Extract to read →
# Lake Oconee is closing



## Twenty five ought six (Nov 18, 2009)

Don't get over here in archery much, but I don't see a notice.

Lake Oconee is closing, 12/20/09

They are closing out any inventory.


----------



## 3dHam (Nov 19, 2009)

*u mean closing   for  good?*

or do you mean closing out on bows. Or closing for xmas


----------



## dgmeadows (Nov 19, 2009)

*Shutting down...*

I received an e-mail notice last week that they are going out of business.... Here's the text of the message:

_Nov. 11, 2009 

It is regrettable that I am shutting down The Lake Oconee Shooting Club Inc.  The process of closing the business will last till Dec. 20, 2009.  After numerous attempts to keep the business open through selling the business to outside parties, I have come to the realization that I must close the business.   The economy both nationally and locally do not hold out much encouragement of a speedy recovery.

We will be open till Dec 20, 2009.  In the interim we have three scheduled events that will still be held at our facility and need your participation and they are below:

1.      Nov 14  Annual Elks Club Turkey Shoot

2.      Nov 17  Lake Oconee Ducks Unlimited Annual Banquet

3.      Dec 12 Annual Elks Club Turkey Shoot

In addition we will hold our Thursday Night Member Shoot/Social this Thursday Nov. 12th.

In the time remaining time we will continue to honor all current discount rates for all shooting.  All inventory and equipment must be sold and advertising will begin immediately.  First come first serve for great deals while inventory lasts.  Inventory of rental guns will go on sale immediately.

Brandi and I will be available for any questions.  We appreciate your support and friendship throughout our last several years. _​

What a bummer - they had one of the nicest facilities, both shotgun and archery, in the State.  The ASA State Championship was supposed to be there in 2010, too, so I guess that is now up in the air as well.

Input →
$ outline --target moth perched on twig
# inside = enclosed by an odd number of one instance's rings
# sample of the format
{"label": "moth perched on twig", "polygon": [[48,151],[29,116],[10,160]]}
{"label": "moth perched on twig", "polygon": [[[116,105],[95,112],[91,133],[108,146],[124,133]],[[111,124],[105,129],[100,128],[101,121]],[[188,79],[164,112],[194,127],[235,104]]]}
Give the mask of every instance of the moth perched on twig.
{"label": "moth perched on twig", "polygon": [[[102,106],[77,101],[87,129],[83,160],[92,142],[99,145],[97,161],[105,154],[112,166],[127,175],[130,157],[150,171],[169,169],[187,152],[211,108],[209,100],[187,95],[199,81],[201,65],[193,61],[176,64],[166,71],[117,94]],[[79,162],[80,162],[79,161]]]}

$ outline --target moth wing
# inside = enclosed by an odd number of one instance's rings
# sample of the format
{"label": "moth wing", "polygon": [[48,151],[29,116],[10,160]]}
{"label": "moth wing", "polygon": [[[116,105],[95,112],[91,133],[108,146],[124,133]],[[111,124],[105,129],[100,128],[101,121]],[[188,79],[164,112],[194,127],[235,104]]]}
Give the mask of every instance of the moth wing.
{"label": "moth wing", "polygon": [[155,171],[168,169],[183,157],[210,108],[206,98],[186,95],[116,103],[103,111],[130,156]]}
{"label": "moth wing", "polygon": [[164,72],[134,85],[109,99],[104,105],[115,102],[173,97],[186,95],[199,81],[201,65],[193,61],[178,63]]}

Given instruction 1 →
Indicate whether each of the following statements agrees with the forum thread, answering yes or no and quoting exactly the words of the thread that decide it. (a) The shooting club will stay open until Dec 20, 2009. (b) The event scheduled for Dec 12 is the Lake Oconee Ducks Unlimited Annual Banquet. (c) The rental guns will not be offered for sale until the club closes.
Given instruction 2 →
Pull out every line of the listing that contains the string "outline".

Full solution 1 →
(a) Yes: "We will be open till Dec 20, 2009."
(b) No: "Dec 12 Annual Elks Club Turkey Shoot"
(c) No: "Inventory of rental guns will go on sale immediately."

Full solution 2 →
$ outline --target moth perched on twig
$ outline --target moth wing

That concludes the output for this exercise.